**Goal of the exercise**
Of the entries below, return exactly those lines that fall between the one containing "target: wooden desk" and the one containing "Draw the outline of every instance of the wooden", the two end lines included.

*** Opening Records for the task ***

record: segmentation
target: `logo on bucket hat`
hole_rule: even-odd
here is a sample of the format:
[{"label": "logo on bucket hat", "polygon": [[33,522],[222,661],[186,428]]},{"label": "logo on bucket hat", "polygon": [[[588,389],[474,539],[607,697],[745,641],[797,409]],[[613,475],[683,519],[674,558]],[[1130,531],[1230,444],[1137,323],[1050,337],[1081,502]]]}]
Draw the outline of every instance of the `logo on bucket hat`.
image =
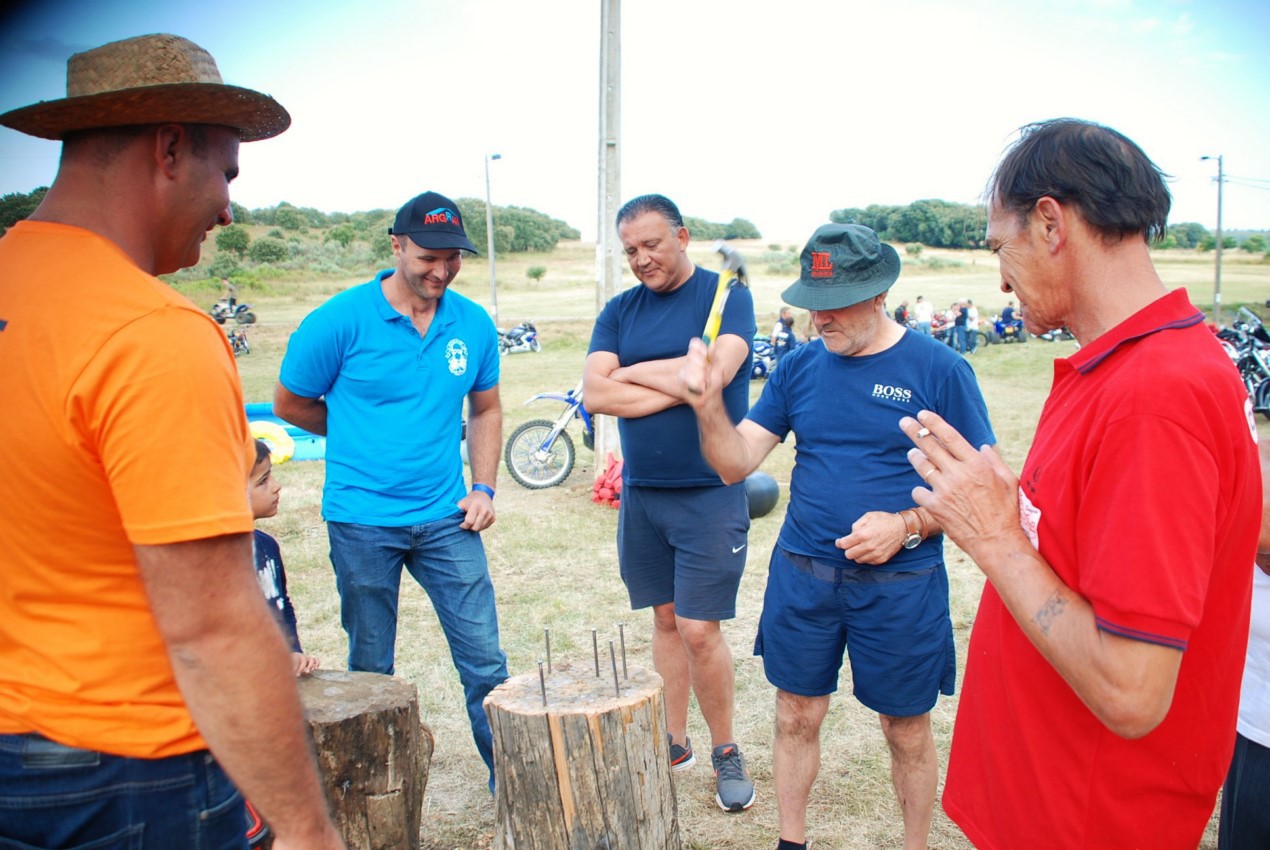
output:
[{"label": "logo on bucket hat", "polygon": [[861,224],[821,225],[801,260],[801,277],[781,298],[804,310],[859,304],[886,292],[900,276],[900,255]]},{"label": "logo on bucket hat", "polygon": [[424,192],[406,202],[397,212],[397,220],[388,231],[393,236],[406,236],[420,248],[460,248],[477,253],[467,238],[458,205],[436,192]]}]

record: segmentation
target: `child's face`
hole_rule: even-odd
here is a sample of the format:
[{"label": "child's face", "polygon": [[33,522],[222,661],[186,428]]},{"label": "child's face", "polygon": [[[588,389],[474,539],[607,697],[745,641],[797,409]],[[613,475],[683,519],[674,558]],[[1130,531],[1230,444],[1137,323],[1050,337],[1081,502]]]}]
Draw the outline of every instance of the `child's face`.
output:
[{"label": "child's face", "polygon": [[251,500],[251,515],[263,519],[278,513],[278,494],[282,485],[273,477],[273,460],[265,458],[251,470],[251,484],[247,494]]}]

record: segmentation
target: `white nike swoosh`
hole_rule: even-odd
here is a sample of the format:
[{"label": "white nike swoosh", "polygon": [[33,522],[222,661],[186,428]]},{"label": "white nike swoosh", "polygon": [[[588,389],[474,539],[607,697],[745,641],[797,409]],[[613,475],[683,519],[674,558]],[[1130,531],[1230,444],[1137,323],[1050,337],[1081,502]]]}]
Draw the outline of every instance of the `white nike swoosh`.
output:
[{"label": "white nike swoosh", "polygon": [[740,552],[740,551],[741,551],[742,549],[744,549],[744,548],[745,548],[745,544],[744,544],[744,543],[742,543],[740,546],[733,546],[733,547],[732,547],[732,554],[733,554],[733,555],[735,555],[737,552]]}]

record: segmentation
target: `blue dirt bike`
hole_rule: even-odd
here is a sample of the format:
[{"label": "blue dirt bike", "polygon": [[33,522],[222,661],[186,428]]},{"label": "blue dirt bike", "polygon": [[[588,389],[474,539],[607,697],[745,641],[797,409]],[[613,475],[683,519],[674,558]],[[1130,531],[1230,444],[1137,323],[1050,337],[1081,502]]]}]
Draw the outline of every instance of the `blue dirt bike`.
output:
[{"label": "blue dirt bike", "polygon": [[554,487],[573,471],[573,439],[565,428],[574,417],[582,420],[582,444],[595,449],[595,427],[591,414],[582,404],[582,382],[578,381],[567,393],[538,393],[525,404],[544,398],[564,402],[564,412],[554,422],[530,419],[517,426],[507,438],[507,448],[503,451],[507,471],[517,484],[530,490]]}]

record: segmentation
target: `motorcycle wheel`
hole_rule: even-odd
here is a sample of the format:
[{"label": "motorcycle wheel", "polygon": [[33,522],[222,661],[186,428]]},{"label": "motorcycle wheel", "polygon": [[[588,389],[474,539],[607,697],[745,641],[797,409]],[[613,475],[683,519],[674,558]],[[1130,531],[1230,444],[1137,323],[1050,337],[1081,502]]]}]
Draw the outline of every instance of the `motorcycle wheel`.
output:
[{"label": "motorcycle wheel", "polygon": [[508,344],[507,340],[500,339],[498,341],[498,353],[500,356],[506,354],[507,352],[511,350],[512,350],[512,347],[510,344]]},{"label": "motorcycle wheel", "polygon": [[211,314],[211,316],[212,316],[212,318],[213,318],[213,319],[215,319],[215,320],[216,320],[216,324],[218,324],[218,325],[223,325],[223,324],[225,324],[225,317],[224,317],[224,315],[219,314],[219,313],[212,313],[212,314]]},{"label": "motorcycle wheel", "polygon": [[530,490],[555,487],[573,471],[573,440],[567,431],[561,431],[545,455],[538,449],[547,439],[554,422],[547,419],[530,419],[512,431],[503,451],[507,471],[516,483]]},{"label": "motorcycle wheel", "polygon": [[538,341],[537,337],[529,341],[529,350],[534,352],[542,351],[542,343]]},{"label": "motorcycle wheel", "polygon": [[234,320],[240,325],[254,325],[256,323],[256,314],[252,312],[239,313]]},{"label": "motorcycle wheel", "polygon": [[991,345],[992,343],[996,342],[996,340],[995,340],[995,339],[993,339],[993,337],[989,336],[988,334],[984,333],[983,331],[974,331],[973,333],[974,333],[974,335],[977,337],[977,339],[975,340],[975,349],[976,349],[976,350],[977,350],[977,349],[980,349],[980,348],[986,348],[987,346],[989,346],[989,345]]}]

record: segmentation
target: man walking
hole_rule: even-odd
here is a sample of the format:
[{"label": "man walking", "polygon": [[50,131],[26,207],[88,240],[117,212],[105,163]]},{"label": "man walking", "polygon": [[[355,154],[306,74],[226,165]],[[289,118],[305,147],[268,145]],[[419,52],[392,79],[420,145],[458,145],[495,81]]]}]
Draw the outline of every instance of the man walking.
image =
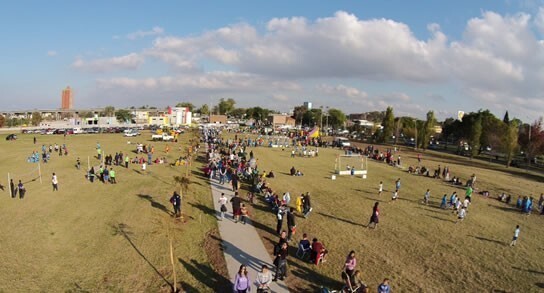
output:
[{"label": "man walking", "polygon": [[15,183],[13,183],[13,179],[9,180],[9,191],[11,192],[11,198],[17,197],[17,190],[15,189]]},{"label": "man walking", "polygon": [[234,193],[234,197],[230,199],[230,202],[232,203],[232,213],[234,215],[234,223],[238,223],[238,219],[240,219],[240,214],[241,214],[240,205],[242,204],[242,200],[238,196],[238,191]]},{"label": "man walking", "polygon": [[287,241],[291,241],[291,237],[295,232],[297,225],[295,224],[295,214],[293,208],[287,210]]},{"label": "man walking", "polygon": [[57,175],[55,173],[53,173],[51,183],[53,184],[53,191],[59,191],[59,180],[57,179]]},{"label": "man walking", "polygon": [[110,182],[112,184],[117,183],[117,181],[115,180],[115,171],[113,170],[113,168],[110,168]]},{"label": "man walking", "polygon": [[176,191],[170,198],[170,203],[174,207],[174,217],[179,218],[181,215],[181,196]]}]

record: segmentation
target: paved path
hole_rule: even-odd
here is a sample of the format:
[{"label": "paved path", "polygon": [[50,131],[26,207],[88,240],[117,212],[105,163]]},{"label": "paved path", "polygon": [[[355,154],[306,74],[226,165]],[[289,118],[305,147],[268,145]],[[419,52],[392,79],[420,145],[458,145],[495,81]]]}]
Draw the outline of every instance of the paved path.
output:
[{"label": "paved path", "polygon": [[[227,198],[234,195],[230,184],[220,185],[217,183],[217,179],[212,179],[210,182],[212,188],[213,202],[216,210],[216,216],[220,219],[219,213],[219,197],[224,192]],[[227,203],[227,213],[225,219],[219,222],[219,233],[221,233],[221,239],[223,239],[223,248],[225,254],[225,260],[227,262],[227,268],[229,270],[229,279],[234,282],[234,276],[238,273],[240,265],[245,264],[249,278],[253,283],[257,277],[257,272],[261,270],[263,264],[267,264],[272,275],[274,275],[274,265],[272,259],[264,244],[257,234],[255,227],[251,225],[251,220],[247,225],[241,222],[234,223],[232,218],[232,205]],[[278,282],[272,282],[270,286],[272,292],[289,292],[284,282],[278,280]],[[255,286],[252,284],[252,292],[257,292]]]}]

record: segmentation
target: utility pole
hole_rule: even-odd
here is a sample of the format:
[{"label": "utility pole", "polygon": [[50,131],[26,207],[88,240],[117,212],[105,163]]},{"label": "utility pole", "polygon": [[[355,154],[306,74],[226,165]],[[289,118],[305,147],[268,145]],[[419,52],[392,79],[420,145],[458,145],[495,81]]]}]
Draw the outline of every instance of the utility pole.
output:
[{"label": "utility pole", "polygon": [[414,128],[416,130],[416,137],[415,137],[416,145],[414,146],[414,150],[417,150],[417,118],[414,118]]}]

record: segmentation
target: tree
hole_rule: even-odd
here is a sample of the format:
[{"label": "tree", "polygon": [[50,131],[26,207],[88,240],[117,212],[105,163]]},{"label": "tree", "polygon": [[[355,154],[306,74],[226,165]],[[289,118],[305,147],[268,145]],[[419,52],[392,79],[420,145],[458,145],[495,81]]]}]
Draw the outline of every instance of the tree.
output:
[{"label": "tree", "polygon": [[5,123],[6,123],[6,117],[4,117],[4,115],[0,115],[0,128],[4,127]]},{"label": "tree", "polygon": [[117,110],[115,112],[115,117],[117,118],[117,121],[119,122],[131,122],[132,121],[132,113],[130,113],[129,110],[121,109]]},{"label": "tree", "polygon": [[304,106],[297,106],[293,109],[293,118],[295,118],[295,123],[300,121],[300,124],[302,124],[304,113],[306,113],[306,111],[308,111],[308,109]]},{"label": "tree", "polygon": [[193,105],[192,103],[189,103],[189,102],[181,102],[181,103],[177,103],[176,107],[178,107],[178,108],[189,108],[189,111],[193,112],[193,109],[195,108],[195,105]]},{"label": "tree", "polygon": [[346,114],[341,110],[332,108],[329,109],[328,119],[329,125],[336,129],[344,126],[344,123],[346,123]]},{"label": "tree", "polygon": [[421,139],[419,140],[419,145],[423,149],[427,149],[427,146],[429,145],[429,141],[431,139],[431,135],[434,133],[434,125],[436,123],[436,119],[434,118],[434,112],[429,111],[427,112],[427,120],[425,121],[425,124],[423,124],[423,128],[421,129]]},{"label": "tree", "polygon": [[518,149],[518,122],[515,120],[505,123],[504,152],[506,154],[506,168],[512,163],[512,158]]},{"label": "tree", "polygon": [[506,113],[504,113],[504,118],[502,118],[502,122],[506,124],[510,123],[510,117],[508,117],[508,110],[506,111]]},{"label": "tree", "polygon": [[174,176],[174,184],[179,186],[179,195],[183,198],[187,190],[189,190],[191,180],[187,176]]},{"label": "tree", "polygon": [[210,109],[208,108],[208,104],[204,104],[196,110],[197,113],[200,113],[200,115],[208,115],[210,114]]},{"label": "tree", "polygon": [[34,126],[38,126],[40,125],[40,122],[42,122],[43,118],[42,118],[42,114],[40,114],[40,112],[33,112],[32,113],[32,125]]},{"label": "tree", "polygon": [[482,136],[482,117],[477,115],[473,118],[472,129],[470,131],[470,158],[472,159],[480,151],[480,138]]},{"label": "tree", "polygon": [[225,100],[221,98],[219,99],[219,104],[217,104],[217,106],[214,107],[214,112],[220,115],[229,114],[234,110],[235,104],[236,104],[236,101],[234,101],[233,99],[229,98],[228,100]]},{"label": "tree", "polygon": [[241,119],[246,115],[246,109],[244,108],[236,108],[230,112],[230,115],[234,118]]},{"label": "tree", "polygon": [[106,106],[106,108],[104,108],[104,111],[102,112],[102,114],[105,117],[112,117],[115,114],[115,108],[113,106]]},{"label": "tree", "polygon": [[387,107],[385,110],[385,116],[382,120],[382,132],[379,136],[379,142],[386,143],[387,140],[393,135],[395,129],[395,116],[393,115],[393,108]]}]

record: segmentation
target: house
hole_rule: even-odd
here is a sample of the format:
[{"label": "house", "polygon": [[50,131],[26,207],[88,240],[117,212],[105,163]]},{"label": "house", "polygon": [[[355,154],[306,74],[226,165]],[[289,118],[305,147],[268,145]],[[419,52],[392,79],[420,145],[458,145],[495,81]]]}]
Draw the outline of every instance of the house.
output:
[{"label": "house", "polygon": [[210,115],[209,122],[215,124],[227,124],[227,115]]},{"label": "house", "polygon": [[268,116],[268,123],[272,127],[295,126],[295,118],[285,114],[272,114]]}]

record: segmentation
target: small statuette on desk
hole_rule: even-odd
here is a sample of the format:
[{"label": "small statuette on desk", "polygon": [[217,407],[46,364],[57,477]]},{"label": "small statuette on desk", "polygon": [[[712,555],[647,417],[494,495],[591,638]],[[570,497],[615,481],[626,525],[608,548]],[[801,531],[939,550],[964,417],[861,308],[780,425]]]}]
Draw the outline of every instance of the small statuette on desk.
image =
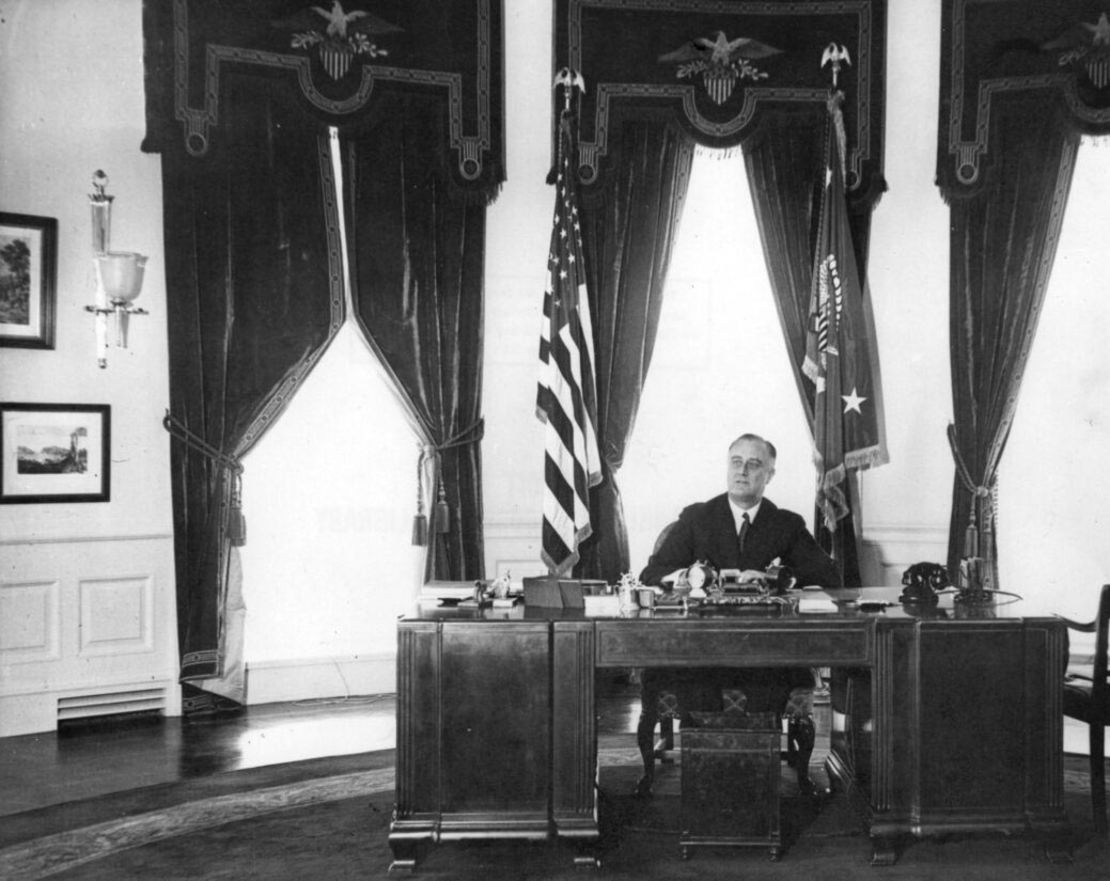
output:
[{"label": "small statuette on desk", "polygon": [[510,573],[506,570],[504,575],[499,575],[493,580],[489,586],[489,593],[495,600],[503,600],[509,596],[509,588],[512,586],[512,581],[509,578]]}]

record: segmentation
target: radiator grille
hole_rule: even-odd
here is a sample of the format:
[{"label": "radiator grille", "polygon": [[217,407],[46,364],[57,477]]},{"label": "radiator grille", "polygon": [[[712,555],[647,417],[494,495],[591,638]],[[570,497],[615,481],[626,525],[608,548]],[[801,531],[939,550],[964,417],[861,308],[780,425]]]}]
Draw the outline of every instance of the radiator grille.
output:
[{"label": "radiator grille", "polygon": [[95,719],[100,716],[162,714],[166,709],[164,688],[103,691],[58,698],[58,722]]}]

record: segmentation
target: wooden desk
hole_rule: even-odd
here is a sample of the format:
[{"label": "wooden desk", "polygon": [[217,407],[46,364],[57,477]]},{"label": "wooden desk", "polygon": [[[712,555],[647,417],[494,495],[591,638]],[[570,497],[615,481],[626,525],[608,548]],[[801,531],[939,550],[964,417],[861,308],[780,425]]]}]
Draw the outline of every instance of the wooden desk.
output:
[{"label": "wooden desk", "polygon": [[934,609],[835,594],[835,612],[433,609],[398,624],[392,868],[433,842],[559,838],[593,865],[598,667],[836,668],[834,783],[865,800],[873,862],[907,835],[1066,832],[1066,631],[1020,603]]}]

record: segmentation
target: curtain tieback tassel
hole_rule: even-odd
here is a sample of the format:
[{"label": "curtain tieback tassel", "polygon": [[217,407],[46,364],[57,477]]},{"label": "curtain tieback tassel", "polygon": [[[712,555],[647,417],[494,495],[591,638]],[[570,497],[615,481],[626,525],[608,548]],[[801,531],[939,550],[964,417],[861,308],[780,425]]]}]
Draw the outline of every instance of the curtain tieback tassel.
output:
[{"label": "curtain tieback tassel", "polygon": [[447,533],[451,531],[451,512],[447,508],[447,489],[443,480],[439,483],[439,499],[436,501],[436,532]]},{"label": "curtain tieback tassel", "polygon": [[247,518],[243,516],[241,505],[231,506],[231,513],[227,520],[227,540],[235,548],[241,548],[247,543]]},{"label": "curtain tieback tassel", "polygon": [[234,548],[247,543],[247,518],[243,516],[243,478],[235,475],[235,488],[231,492],[231,510],[227,516],[227,540]]},{"label": "curtain tieback tassel", "polygon": [[412,543],[418,547],[428,544],[428,518],[424,514],[424,450],[416,461],[416,513],[412,517]]},{"label": "curtain tieback tassel", "polygon": [[428,544],[428,518],[417,511],[412,518],[412,543],[421,547]]}]

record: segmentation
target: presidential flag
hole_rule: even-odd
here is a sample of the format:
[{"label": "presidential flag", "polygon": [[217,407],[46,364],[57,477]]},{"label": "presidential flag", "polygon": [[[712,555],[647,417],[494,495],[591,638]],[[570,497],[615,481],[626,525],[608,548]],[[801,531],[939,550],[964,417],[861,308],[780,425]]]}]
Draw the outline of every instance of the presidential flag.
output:
[{"label": "presidential flag", "polygon": [[536,395],[536,415],[546,424],[541,556],[556,575],[569,573],[578,561],[578,546],[591,532],[590,487],[601,482],[593,326],[572,152],[570,118],[564,114]]},{"label": "presidential flag", "polygon": [[882,389],[870,298],[860,283],[844,196],[841,93],[829,100],[825,186],[814,255],[803,371],[814,383],[817,509],[836,532],[850,511],[849,469],[887,461]]}]

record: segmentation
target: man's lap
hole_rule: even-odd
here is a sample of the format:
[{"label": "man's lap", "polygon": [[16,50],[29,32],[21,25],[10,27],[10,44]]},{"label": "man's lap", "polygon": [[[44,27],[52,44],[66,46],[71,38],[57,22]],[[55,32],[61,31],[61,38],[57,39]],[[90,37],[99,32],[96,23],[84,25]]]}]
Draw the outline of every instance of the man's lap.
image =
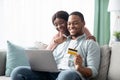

*** Closing Records for the task ***

**Answer box**
target: wooden desk
hole_rule: even-odd
here is a sample of the format:
[{"label": "wooden desk", "polygon": [[217,407],[46,364],[57,477]]},{"label": "wooden desk", "polygon": [[[712,555],[647,417],[494,495],[591,638]],[[570,497],[615,481],[626,525],[608,548]],[[801,531],[939,550],[964,417],[861,308],[780,425]]]}]
Draw the outline of every instance of the wooden desk.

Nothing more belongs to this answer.